(Records from a data source)
────

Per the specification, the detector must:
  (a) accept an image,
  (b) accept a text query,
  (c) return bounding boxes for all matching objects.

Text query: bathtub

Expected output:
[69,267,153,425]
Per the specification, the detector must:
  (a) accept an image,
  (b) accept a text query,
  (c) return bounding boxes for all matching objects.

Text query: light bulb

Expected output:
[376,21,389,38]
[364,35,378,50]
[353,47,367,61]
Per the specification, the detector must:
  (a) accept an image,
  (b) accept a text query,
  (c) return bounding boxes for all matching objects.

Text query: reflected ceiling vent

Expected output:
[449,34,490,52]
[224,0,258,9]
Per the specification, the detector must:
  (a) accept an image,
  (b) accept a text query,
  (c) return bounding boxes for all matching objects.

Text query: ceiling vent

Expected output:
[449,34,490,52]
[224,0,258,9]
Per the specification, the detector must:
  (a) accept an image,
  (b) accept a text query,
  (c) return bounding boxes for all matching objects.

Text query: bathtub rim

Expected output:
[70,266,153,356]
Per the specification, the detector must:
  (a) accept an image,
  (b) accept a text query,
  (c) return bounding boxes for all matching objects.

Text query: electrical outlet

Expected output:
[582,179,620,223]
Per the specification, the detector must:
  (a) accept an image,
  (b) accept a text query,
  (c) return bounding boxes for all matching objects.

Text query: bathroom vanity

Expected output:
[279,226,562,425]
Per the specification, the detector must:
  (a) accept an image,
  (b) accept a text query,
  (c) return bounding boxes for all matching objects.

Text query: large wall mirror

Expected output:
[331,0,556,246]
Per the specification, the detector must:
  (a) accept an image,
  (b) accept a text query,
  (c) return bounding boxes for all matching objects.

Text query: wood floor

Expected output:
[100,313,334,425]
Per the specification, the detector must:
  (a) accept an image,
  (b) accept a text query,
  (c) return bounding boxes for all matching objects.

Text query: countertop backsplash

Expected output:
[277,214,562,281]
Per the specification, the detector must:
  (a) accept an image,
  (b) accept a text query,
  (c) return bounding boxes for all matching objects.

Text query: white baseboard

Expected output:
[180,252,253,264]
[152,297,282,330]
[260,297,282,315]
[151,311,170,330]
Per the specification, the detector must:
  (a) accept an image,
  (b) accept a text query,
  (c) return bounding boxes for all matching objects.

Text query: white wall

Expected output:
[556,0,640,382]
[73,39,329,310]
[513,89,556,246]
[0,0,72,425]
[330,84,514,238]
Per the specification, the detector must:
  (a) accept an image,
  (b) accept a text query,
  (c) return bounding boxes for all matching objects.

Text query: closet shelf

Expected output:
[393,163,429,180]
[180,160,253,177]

────

— Request —
Copy all of the records above line for line, without changing anything.

— Task answer —
Per the specification, the detector must:
  (a) accept an image,
  (b) accept a text query,
  (c) return bounding boxes for all matching objects.

Text query: bathtub

Expected output:
[69,267,153,425]
Per the specification, the detector must:
  (a) accept an image,
  (b) accept a text query,
  (c) return bounding boxes for all matching objects.

Text query: light bulb

Expected output:
[376,21,389,38]
[364,35,378,50]
[353,47,367,61]
Per the specification, the detector must:
  (a) accept an image,
  (b) accept a text query,
  (c) return bounding boxes for all matching objects.

Text query: reflected ceiling vent

Expected output:
[449,34,490,52]
[224,0,258,9]
Per the specification, the detector must:
  (a) accept an image,
  (b) accept a text query,
  (c) return bounding boxes for all matching objects.

Text query: ceiling vent

Expected output:
[449,34,490,52]
[224,0,258,9]
Per the specification, the detector must:
  (a) accept an image,
  (b) accept a text query,
  (c) return bounding boxes for all matching objects.

Text query: bathtub rim

Expected output:
[70,266,153,356]
Per the specification, the detector must:
  (a) accept an image,
  (b) accept a text query,
  (c) return bounding boxes for all matching objects.

Text query: electrical outlet

Expected output:
[582,179,620,223]
Per the specification, the detector must:
  (a) accept an image,
  (b) accept a text query,
  (c) return bounding boxes for all matching objects.

Text query: bathroom vanity

Expected output:
[279,226,562,425]
Per the specification, the detector must:
  (a) accept an image,
  (b) accept a text query,
  (c) return bounding boxes for all matching objects.

Text query: large wall mirror

Expected output:
[331,0,556,246]
Per the specification, the detector must:
  (a) accept an image,
  (b) accept a text query,
  (c) return bounding boxes for all matching objects.

Text query: wood floor

Expected output:
[100,313,334,425]
Per the specification, the detector must:
  (a) accept an image,
  (b) accept a text query,
  (c) return bounding boxes for all matching objects.

Text query: countertop backsplash

Expected output:
[277,214,562,281]
Per the specification, the detector must:
  (a) accept an image,
  (b) accept a text query,
  (c) return bounding boxes for all matching objects.

Text query: white baseboard

Expected output:
[180,252,253,264]
[152,297,282,330]
[260,297,282,315]
[151,311,170,330]
Per the specification, the detector must:
  (a) accept an image,
  (b) accept a text query,
  (c) return bounding boxes for all matching objects.

Text query: white wall

Expected output:
[556,0,640,382]
[73,39,329,310]
[513,89,556,246]
[0,0,72,425]
[330,84,514,238]
Per the specification, the detector must:
  (a) accept an image,
  (b) accept a text query,
  (c) return bounding boxes for all matching objects.

Text query: closet shelf

Expected output:
[393,163,429,180]
[180,160,253,177]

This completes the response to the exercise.